Free-text object descriptions:
^^^^
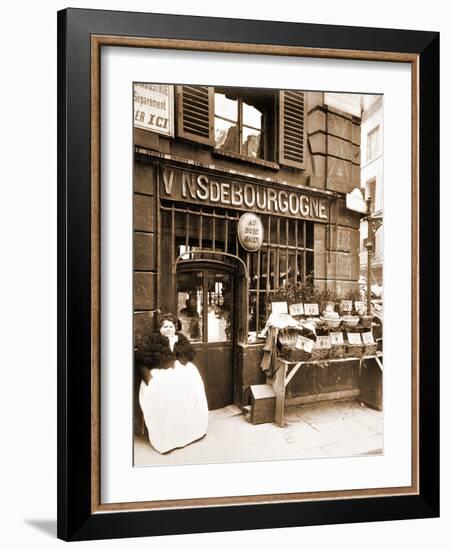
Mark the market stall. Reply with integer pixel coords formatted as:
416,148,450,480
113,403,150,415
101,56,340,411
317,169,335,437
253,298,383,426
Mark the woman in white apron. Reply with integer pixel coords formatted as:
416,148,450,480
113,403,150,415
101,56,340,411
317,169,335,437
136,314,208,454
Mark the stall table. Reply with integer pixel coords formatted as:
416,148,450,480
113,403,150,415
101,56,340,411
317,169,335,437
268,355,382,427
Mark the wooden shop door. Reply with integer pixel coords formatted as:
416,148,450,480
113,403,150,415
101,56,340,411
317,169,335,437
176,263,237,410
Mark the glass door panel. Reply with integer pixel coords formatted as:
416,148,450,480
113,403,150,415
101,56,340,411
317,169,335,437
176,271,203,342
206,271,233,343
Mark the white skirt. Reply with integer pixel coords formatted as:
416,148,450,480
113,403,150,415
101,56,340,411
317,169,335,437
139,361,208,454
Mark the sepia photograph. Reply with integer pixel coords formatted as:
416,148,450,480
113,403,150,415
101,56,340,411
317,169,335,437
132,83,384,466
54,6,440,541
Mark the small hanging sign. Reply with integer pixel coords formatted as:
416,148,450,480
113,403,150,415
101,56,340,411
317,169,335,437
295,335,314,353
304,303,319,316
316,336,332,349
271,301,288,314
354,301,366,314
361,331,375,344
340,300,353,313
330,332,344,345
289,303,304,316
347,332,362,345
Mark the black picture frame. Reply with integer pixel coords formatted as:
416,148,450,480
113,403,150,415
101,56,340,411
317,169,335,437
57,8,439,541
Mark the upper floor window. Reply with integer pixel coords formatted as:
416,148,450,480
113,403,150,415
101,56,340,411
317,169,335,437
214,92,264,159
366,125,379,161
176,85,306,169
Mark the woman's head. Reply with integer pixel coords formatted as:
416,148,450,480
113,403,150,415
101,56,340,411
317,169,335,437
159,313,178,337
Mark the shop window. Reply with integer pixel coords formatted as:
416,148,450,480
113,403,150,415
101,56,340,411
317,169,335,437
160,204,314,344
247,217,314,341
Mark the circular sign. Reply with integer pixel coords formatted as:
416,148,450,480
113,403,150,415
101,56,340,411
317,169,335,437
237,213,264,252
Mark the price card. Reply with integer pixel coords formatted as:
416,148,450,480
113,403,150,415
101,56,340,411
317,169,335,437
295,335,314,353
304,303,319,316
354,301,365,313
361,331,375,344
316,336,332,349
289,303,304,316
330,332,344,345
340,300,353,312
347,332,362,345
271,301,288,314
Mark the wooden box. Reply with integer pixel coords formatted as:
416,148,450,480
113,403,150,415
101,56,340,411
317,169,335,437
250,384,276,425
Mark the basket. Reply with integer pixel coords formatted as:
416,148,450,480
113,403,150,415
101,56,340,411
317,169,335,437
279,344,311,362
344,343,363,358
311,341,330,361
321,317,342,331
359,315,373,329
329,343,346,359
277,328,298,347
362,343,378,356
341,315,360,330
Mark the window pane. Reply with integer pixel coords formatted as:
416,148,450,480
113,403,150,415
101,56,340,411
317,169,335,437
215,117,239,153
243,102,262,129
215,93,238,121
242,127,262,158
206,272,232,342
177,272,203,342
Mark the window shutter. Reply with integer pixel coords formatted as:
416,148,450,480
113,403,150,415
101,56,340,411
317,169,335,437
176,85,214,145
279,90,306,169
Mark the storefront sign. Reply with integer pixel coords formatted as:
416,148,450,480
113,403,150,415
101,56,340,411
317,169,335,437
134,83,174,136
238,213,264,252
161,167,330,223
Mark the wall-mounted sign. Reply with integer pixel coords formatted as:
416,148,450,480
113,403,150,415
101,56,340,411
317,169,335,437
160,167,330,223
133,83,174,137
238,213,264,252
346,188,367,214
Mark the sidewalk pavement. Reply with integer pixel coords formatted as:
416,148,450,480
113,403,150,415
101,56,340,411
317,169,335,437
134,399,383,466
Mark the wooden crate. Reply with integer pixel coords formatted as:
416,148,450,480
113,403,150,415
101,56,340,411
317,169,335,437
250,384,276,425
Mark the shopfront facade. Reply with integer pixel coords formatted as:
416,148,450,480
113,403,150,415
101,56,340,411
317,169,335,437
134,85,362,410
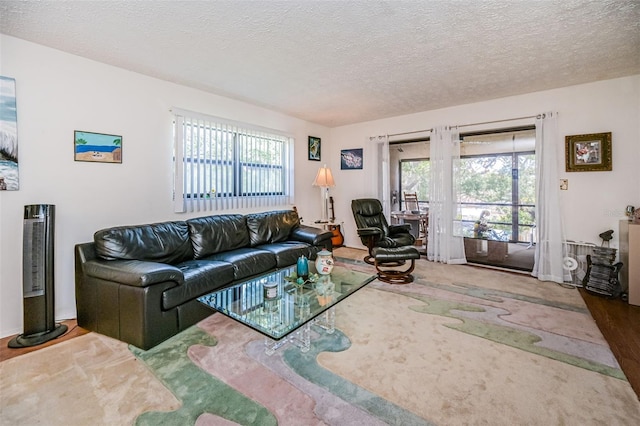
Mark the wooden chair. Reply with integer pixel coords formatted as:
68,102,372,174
^^^^
Work instructions »
Once each line with "sign" in the entries is counted, state the total and nothing else.

Solved problem »
4